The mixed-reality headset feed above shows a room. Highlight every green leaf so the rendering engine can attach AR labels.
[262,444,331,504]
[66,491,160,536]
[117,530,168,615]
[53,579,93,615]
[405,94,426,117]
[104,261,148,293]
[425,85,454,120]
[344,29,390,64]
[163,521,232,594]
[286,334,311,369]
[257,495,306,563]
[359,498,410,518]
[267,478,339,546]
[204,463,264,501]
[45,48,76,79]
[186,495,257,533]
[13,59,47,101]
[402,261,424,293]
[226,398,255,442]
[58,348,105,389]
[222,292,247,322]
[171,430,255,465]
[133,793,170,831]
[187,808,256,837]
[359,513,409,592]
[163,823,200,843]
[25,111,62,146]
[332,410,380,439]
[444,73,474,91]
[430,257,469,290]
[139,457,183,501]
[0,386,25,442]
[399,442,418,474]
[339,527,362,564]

※

#### [WHAT NEEDS TO BE DONE]
Put all of the data above into a numbered list, one line per item, with blank lines left out.

#### [RESPONSE TO THIS TASK]
1. The mixed-reality headset feed above shows a room. Highlight every green leaf so the rendering engine can attach AR labels.
2. [262,444,331,504]
3. [66,491,160,536]
4. [117,530,168,615]
5. [53,579,93,615]
6. [405,94,426,117]
7. [104,261,148,293]
8. [425,85,454,120]
9. [344,29,390,64]
10. [163,521,232,594]
11. [286,334,311,369]
12. [257,495,306,563]
13. [359,498,410,518]
14. [267,478,339,546]
15. [204,463,264,501]
16. [45,48,76,79]
17. [186,495,257,533]
18. [13,59,47,101]
19. [402,261,424,293]
20. [226,398,255,442]
21. [58,348,105,389]
22. [222,292,247,322]
23. [171,430,255,465]
24. [133,793,170,831]
25. [187,808,256,837]
26. [359,513,409,592]
27. [163,823,200,843]
28. [25,111,62,146]
29. [332,410,380,439]
30. [444,73,474,91]
31. [430,257,469,290]
32. [139,457,183,501]
33. [0,386,25,442]
34. [399,442,418,474]
35. [339,527,362,564]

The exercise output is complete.